* _THE TASK_
Write out the listing below line for line, beginning with its first line and stopping after the line that contains "column 502, row 296".

=== DATA FOR THIS EXERCISE ===

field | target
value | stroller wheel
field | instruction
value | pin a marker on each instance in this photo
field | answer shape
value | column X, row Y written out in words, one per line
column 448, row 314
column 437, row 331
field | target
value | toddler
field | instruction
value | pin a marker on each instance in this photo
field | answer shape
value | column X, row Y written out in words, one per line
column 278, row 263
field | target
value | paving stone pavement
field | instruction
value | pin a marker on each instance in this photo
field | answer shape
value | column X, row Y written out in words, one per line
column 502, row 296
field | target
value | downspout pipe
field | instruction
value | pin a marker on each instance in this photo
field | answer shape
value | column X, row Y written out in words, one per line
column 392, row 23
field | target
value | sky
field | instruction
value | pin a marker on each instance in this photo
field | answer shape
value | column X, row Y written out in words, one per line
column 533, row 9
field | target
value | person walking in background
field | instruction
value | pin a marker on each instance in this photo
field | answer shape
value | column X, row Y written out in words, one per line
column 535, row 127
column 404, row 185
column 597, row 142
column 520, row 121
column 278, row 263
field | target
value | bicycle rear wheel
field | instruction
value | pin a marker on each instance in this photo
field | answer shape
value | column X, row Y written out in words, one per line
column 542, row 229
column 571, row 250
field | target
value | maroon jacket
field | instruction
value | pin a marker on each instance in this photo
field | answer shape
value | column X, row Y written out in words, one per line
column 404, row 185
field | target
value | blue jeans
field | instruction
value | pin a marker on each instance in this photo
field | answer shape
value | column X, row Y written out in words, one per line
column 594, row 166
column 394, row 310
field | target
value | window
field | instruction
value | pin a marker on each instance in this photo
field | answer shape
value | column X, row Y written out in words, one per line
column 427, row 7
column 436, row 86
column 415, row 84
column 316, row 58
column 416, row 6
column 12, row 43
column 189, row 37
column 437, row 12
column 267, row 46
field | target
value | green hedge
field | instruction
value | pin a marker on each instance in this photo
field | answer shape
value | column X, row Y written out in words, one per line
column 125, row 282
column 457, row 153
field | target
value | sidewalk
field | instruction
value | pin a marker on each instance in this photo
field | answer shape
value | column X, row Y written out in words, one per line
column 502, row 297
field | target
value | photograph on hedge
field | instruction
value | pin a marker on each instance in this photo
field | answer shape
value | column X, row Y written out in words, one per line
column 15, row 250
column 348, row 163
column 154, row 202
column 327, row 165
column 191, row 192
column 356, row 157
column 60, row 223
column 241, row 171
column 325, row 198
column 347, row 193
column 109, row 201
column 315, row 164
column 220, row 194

===

* _WRITTEN RESPONSE_
field | target
value | stroller wheel
field | instruction
value | pin a marker on each instance in this photo
field | answer shape
value | column X, row Y written out in words, one per line
column 448, row 314
column 437, row 331
field | target
value | toddler
field | instruction
value | pin a marker on each instance in this photo
field | answer shape
value | column X, row Y written out in words, one per line
column 278, row 263
field | target
value | paving stone pavement
field | instruction
value | pin a marker on each instance in this photo
field | answer shape
value | column X, row Y written out in words, one per line
column 502, row 296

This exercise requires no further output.